▶ [SUPPLIED ENTRIES]

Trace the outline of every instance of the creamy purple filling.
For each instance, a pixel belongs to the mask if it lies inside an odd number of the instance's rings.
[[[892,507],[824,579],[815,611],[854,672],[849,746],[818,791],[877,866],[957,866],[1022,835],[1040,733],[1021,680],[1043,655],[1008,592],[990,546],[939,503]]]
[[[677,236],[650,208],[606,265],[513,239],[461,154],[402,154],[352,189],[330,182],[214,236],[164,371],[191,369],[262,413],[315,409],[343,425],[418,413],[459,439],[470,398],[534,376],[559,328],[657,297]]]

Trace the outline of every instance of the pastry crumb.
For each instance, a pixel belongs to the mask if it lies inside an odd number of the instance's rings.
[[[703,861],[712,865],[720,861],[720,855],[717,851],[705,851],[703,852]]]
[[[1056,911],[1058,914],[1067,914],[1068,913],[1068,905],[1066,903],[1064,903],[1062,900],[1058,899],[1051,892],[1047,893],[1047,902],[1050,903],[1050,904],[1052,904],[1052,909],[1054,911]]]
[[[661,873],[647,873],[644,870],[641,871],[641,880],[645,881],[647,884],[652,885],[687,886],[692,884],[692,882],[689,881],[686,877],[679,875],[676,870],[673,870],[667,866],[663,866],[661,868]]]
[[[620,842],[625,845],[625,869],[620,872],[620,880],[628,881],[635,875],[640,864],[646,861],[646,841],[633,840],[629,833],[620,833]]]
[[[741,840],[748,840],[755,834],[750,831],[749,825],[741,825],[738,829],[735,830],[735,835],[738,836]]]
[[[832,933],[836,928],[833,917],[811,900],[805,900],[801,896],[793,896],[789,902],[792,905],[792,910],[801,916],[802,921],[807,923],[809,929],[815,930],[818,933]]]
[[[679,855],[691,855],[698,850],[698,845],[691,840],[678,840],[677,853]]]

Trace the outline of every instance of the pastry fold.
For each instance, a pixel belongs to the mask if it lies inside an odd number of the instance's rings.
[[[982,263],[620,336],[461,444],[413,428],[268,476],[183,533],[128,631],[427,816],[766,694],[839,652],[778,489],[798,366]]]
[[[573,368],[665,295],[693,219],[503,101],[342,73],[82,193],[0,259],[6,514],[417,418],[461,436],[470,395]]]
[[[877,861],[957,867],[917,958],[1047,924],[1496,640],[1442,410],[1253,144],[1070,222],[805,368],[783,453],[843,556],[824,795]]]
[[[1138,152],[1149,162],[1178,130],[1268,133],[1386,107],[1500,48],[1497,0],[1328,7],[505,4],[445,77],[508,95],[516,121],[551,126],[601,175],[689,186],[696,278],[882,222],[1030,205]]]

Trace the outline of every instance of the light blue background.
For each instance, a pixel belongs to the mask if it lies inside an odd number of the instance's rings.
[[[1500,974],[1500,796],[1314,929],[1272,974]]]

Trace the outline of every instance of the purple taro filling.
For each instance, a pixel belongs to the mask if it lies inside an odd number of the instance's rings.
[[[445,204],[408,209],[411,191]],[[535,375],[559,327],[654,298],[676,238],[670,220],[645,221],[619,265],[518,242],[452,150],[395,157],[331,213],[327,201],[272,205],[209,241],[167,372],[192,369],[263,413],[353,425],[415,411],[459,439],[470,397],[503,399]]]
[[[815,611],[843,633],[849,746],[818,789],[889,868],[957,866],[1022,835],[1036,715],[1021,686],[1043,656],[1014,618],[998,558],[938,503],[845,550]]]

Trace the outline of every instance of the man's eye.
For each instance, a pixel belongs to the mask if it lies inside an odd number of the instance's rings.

▶ [WHAT THE EXERCISE ASKS]
Output every entry word for word.

▶ [ANSWER TO THE PROBLEM]
Trace the outline of every instance of the creamy purple filling.
For each instance, a pixel belongs to the mask if it lies inside an odd number of the instance's rings.
[[[892,507],[824,579],[815,611],[854,672],[849,746],[818,791],[877,866],[957,866],[1022,835],[1040,733],[1021,680],[1043,655],[1008,592],[990,546],[939,503]]]
[[[677,236],[650,208],[606,265],[513,239],[461,154],[402,154],[352,189],[330,182],[214,236],[164,371],[191,369],[262,413],[315,409],[343,425],[418,413],[459,439],[470,398],[534,376],[559,328],[657,297]]]

Trace the outline of every instance of the pastry crumb.
For each instance, a pixel belongs to the mask if it lies inside an odd number of the instance's rings.
[[[703,861],[712,865],[720,861],[720,855],[717,851],[705,851],[703,852]]]
[[[1056,911],[1058,914],[1067,914],[1068,913],[1068,905],[1066,903],[1064,903],[1062,900],[1058,899],[1051,892],[1047,893],[1047,902],[1050,903],[1050,904],[1052,904],[1052,909],[1054,911]]]
[[[661,873],[647,873],[644,870],[641,871],[641,880],[645,881],[647,884],[652,885],[687,886],[692,884],[692,882],[689,881],[686,877],[679,875],[676,870],[673,870],[667,866],[663,866],[661,868]]]
[[[620,842],[625,845],[625,869],[620,872],[620,880],[628,881],[635,875],[640,864],[646,861],[646,841],[633,840],[629,833],[620,833]]]
[[[741,840],[748,840],[755,834],[750,831],[749,825],[741,825],[738,829],[735,830],[735,835],[738,836]]]
[[[832,933],[836,928],[833,917],[811,900],[805,900],[801,896],[793,896],[789,902],[792,905],[792,910],[801,916],[802,921],[807,923],[809,929],[815,930],[818,933]]]
[[[679,855],[691,855],[698,850],[698,845],[691,840],[678,840],[677,853]]]

Trace the outline of every instance of the pastry fold.
For each instance, a pixel belongs to the mask if it lies inside an odd number of the instance's rings.
[[[982,263],[620,336],[461,444],[413,428],[268,476],[183,533],[128,631],[427,816],[766,694],[839,652],[778,489],[798,366]]]
[[[573,368],[665,295],[693,219],[503,101],[342,73],[82,193],[0,259],[6,514],[417,418],[461,436],[470,395]]]
[[[877,861],[957,867],[917,958],[1047,924],[1496,640],[1442,410],[1253,144],[1070,222],[805,368],[783,453],[843,556],[824,795]]]
[[[1138,152],[1149,162],[1178,130],[1268,133],[1386,107],[1500,48],[1497,0],[1328,7],[505,4],[445,77],[508,95],[516,121],[551,126],[601,175],[689,186],[696,278],[882,222],[1030,205]]]

Trace the outline of every instance of the light blue background.
For each instance, a pixel belongs to the mask if it lies inside an odd number of the instance's rings.
[[[1500,974],[1500,796],[1314,929],[1272,974]]]

Trace the outline of every instance of the purple taro filling.
For each instance, a pixel belongs to the mask if it lies inside an odd number of the instance's rings.
[[[445,204],[408,209],[411,191]],[[535,375],[559,327],[654,298],[676,238],[670,220],[645,221],[619,265],[518,242],[452,150],[395,157],[331,213],[327,201],[272,205],[209,241],[167,372],[192,369],[263,413],[353,425],[415,411],[459,439],[470,397],[503,399]]]
[[[815,611],[843,633],[849,746],[818,789],[889,868],[957,866],[1022,835],[1036,715],[1021,686],[1043,656],[1014,618],[998,558],[938,503],[845,550]]]

Trace the outline of every instance of the man's eye.
For each instance, a pixel belongs to the mask if it lies inside an odd number of the instance's rings.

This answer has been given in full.